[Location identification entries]

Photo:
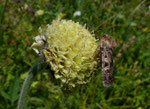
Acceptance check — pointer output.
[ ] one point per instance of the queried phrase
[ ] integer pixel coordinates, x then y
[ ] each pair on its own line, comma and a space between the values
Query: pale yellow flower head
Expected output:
68, 48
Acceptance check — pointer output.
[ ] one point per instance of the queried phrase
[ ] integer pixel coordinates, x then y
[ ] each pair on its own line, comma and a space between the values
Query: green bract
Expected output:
68, 48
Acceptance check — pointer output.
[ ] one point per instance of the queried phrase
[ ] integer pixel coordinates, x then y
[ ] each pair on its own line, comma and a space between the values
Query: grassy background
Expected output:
128, 21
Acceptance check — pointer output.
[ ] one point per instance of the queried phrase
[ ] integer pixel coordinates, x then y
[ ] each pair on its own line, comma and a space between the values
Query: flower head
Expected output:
68, 48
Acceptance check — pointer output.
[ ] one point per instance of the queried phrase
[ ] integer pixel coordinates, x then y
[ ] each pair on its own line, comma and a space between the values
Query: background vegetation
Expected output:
128, 21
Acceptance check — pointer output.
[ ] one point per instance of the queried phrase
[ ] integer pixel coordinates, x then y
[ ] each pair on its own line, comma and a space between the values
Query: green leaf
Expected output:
14, 88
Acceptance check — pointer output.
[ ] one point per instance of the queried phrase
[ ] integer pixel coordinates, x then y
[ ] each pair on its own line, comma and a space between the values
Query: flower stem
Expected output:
37, 67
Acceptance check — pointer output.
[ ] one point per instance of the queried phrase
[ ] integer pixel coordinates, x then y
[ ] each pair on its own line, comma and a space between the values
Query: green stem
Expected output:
37, 67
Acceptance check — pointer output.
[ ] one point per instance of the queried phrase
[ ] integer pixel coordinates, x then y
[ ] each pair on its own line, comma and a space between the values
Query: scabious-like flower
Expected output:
68, 48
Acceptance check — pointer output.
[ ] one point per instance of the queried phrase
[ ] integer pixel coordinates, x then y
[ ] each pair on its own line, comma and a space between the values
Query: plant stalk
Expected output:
37, 67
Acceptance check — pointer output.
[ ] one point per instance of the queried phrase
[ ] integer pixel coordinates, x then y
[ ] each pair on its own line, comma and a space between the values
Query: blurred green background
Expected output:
128, 21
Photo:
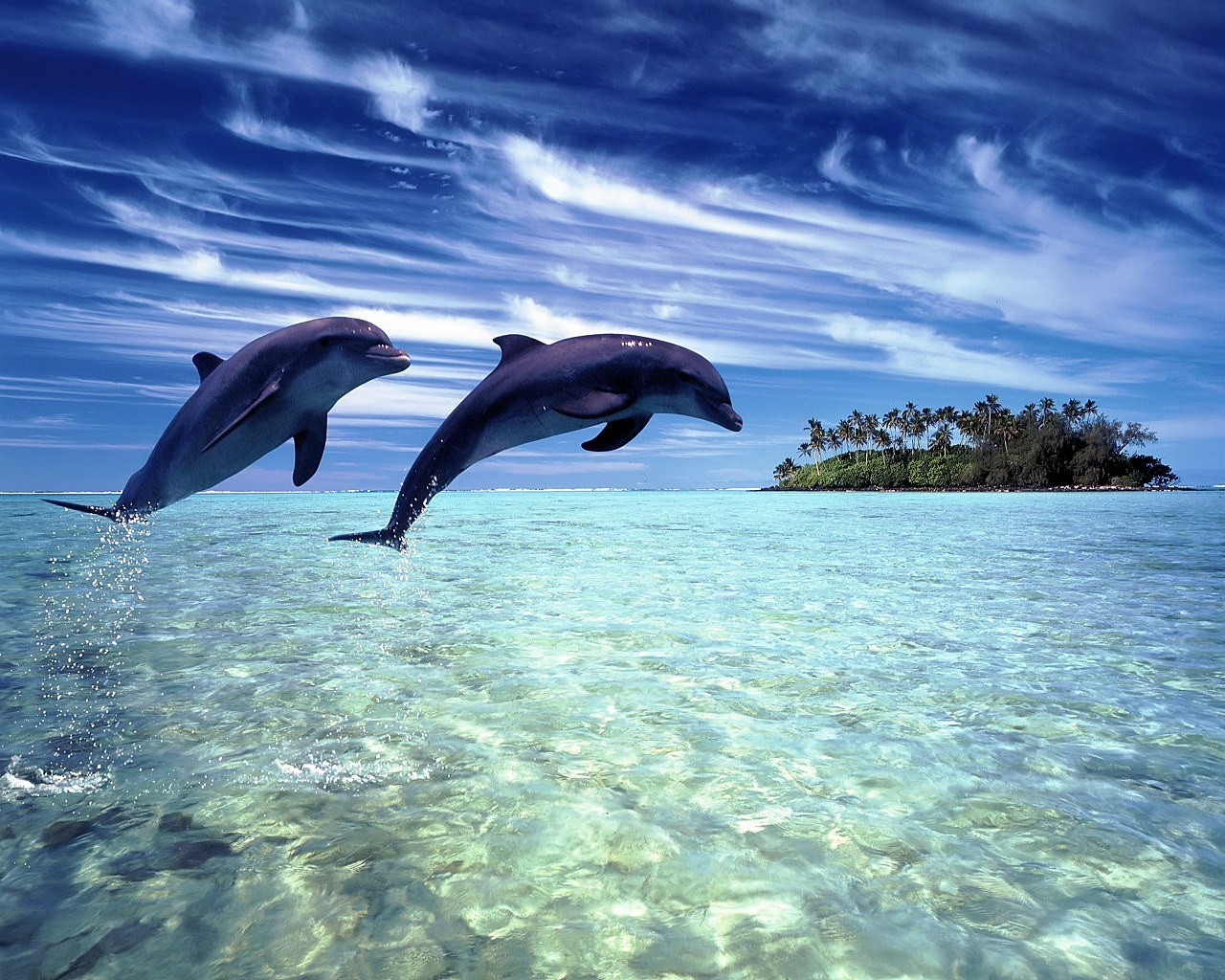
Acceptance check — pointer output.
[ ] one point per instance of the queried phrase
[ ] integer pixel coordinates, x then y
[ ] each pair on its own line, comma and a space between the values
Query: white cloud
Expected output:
922, 352
568, 183
399, 93
166, 29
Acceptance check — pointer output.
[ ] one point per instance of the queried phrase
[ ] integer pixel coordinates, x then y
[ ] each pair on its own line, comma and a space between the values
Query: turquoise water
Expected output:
616, 735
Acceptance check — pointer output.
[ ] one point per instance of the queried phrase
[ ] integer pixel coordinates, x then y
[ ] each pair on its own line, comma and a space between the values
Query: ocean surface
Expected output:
616, 735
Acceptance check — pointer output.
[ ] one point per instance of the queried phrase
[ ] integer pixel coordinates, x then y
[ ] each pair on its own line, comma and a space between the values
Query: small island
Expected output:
1040, 447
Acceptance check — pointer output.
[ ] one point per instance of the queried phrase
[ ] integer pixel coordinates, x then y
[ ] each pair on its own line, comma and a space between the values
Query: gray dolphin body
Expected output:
279, 386
544, 390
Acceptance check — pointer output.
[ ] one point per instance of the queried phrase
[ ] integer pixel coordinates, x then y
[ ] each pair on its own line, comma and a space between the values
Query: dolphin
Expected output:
278, 386
542, 390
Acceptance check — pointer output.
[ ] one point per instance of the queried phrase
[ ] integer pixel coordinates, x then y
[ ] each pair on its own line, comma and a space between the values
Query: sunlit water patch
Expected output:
616, 735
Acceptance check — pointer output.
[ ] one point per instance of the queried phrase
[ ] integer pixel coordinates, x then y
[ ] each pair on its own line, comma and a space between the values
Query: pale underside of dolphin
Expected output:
277, 388
546, 390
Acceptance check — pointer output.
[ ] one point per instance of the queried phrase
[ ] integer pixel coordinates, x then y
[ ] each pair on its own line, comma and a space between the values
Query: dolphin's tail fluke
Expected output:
384, 537
87, 508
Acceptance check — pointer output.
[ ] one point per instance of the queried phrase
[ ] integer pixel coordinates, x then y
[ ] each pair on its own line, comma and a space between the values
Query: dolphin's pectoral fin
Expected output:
309, 449
594, 403
513, 345
206, 363
268, 392
616, 434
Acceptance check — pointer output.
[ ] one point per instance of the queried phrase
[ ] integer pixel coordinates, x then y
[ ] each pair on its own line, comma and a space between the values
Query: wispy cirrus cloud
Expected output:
170, 30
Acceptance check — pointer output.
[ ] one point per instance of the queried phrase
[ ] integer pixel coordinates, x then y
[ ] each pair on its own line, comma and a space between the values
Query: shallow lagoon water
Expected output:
616, 735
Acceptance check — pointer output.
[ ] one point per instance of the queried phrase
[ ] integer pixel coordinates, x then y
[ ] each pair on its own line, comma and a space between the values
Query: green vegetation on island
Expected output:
990, 446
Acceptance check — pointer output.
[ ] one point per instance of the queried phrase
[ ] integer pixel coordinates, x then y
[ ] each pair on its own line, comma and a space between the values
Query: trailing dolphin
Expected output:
544, 390
279, 386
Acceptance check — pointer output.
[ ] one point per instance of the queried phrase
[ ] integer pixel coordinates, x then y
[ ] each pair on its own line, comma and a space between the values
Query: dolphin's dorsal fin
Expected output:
309, 449
206, 363
513, 345
270, 390
616, 434
593, 405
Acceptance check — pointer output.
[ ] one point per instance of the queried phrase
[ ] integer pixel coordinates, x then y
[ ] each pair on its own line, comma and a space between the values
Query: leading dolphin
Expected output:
279, 386
544, 390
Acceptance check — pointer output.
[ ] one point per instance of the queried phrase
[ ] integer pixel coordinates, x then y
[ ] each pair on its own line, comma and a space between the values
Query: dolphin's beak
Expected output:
727, 418
392, 359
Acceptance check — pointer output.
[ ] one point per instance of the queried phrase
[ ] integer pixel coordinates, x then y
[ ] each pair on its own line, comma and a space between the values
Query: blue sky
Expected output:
843, 205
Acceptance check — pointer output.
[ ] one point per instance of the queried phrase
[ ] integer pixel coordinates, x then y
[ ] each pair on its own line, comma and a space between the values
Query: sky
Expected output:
845, 205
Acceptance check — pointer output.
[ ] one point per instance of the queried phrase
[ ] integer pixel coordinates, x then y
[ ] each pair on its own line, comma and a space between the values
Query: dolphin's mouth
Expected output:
722, 413
392, 358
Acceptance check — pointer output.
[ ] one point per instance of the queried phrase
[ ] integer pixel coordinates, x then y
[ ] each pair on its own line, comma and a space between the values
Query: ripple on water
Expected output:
629, 735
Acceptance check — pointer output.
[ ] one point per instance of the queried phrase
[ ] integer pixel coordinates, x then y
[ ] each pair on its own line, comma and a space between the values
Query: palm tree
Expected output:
817, 440
786, 471
1048, 408
947, 415
942, 438
871, 425
835, 437
969, 424
992, 406
1007, 428
908, 418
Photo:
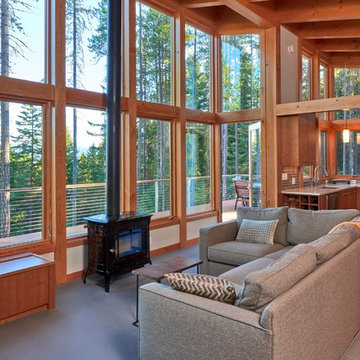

[TASK INSTRUCTIONS]
Gather every line of the records that contains the string "green", copying each line in full. Matching is case-sensitive.

[ANSWER]
Query: green bract
Query: green leaf
Query: green stem
Query: blurred green background
Query: green vegetation on island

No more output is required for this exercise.